[Document segment]:
——————————

# Snowboard Jacket for Daily Use



## zeeden (Sep 29, 2008)

Is a Snowboarding jacket warm enough when you're not snowboarding? I'll be in -20C/-4F weather, just wondering if I should pack my parka on my trip to Mt. Tremblant for walking around the in the village.

Last year I brought an extra jacket and it was still cold with it. But this year I want to pack light.


----------



## sook (Oct 25, 2009)

Depends on which one you have and what layers you are wearing under it.


----------



## zeeden (Sep 29, 2008)

sook said:


> Depends on which one you have and what layers you are wearing under it.


T-Shirt and Fleece Sweater


----------



## Tarzanman (Dec 20, 2008)

At that temperature, not if its just an out shell with no insulation.

Your only hope at those temps if the jacket has good insulation like down or thinsulate. Even then you'll probably want to layer up to help cut down on wind chill and keeping that body warmth in.


----------



## sook (Oct 25, 2009)

Yeah, depending on which jacket you have, you might be able to get away with it if you layer properly. A t-shirt and a sweater doesn't sound like enough to me even with an awesome jacket. But what do I know, I ride in southern california

again, what jacket do you have?


----------



## ChubbyGuy (Mar 5, 2009)

A lot of times snowboarding jackets are made more for waterproofing and breathability, and not as much insulation as one might hope in those temperatures. I'd bring the parka and even layer underneath that


----------

——————————

[Available data]:

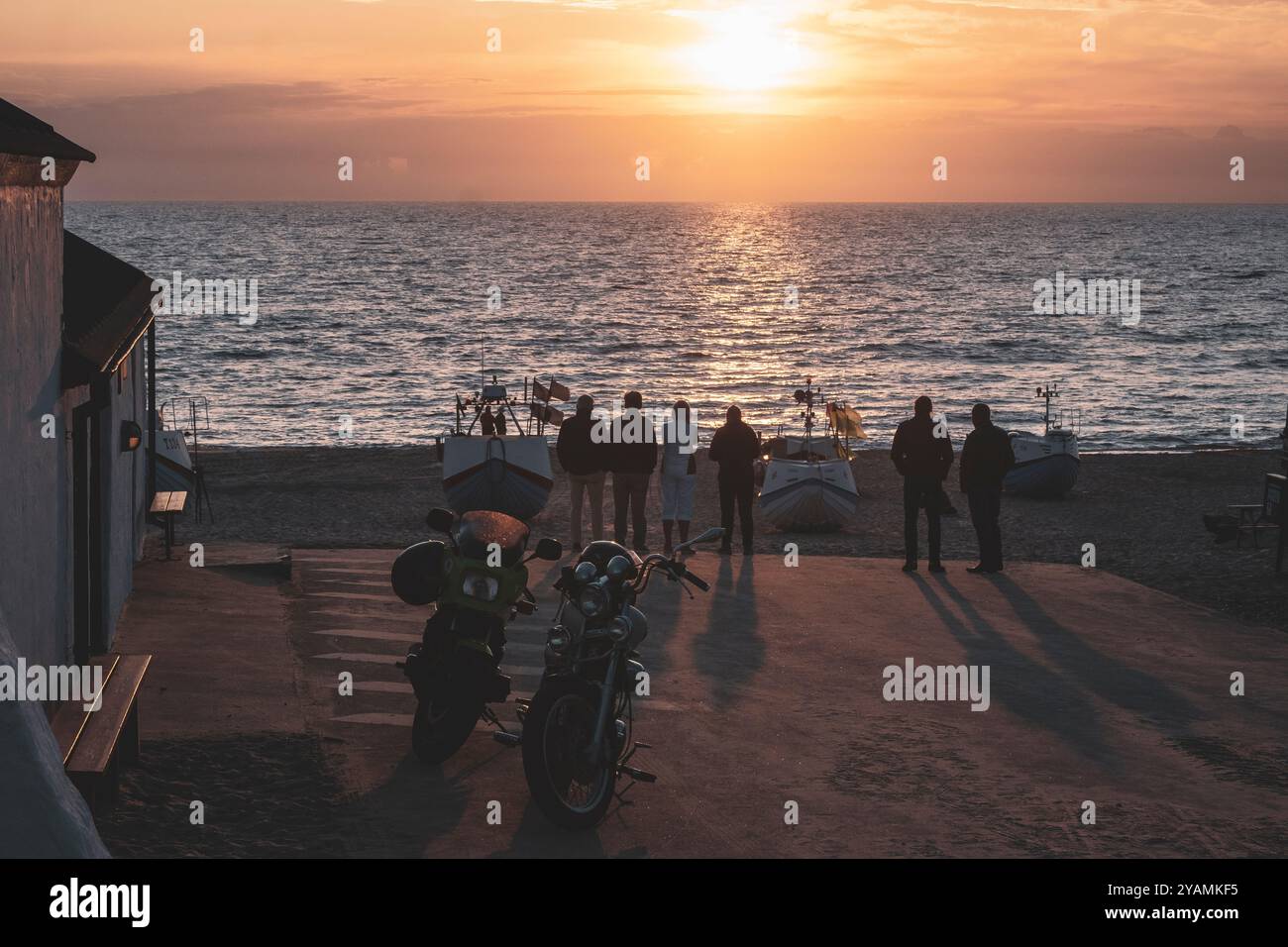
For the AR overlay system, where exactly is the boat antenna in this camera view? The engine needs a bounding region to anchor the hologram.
[1038,382,1060,436]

——————————

[Given request]:
List every distinct username that posts in the forum thread about using a snowboard jacket for daily wear, giving each name once.

[Full solution]:
zeeden, sook, Tarzanman, ChubbyGuy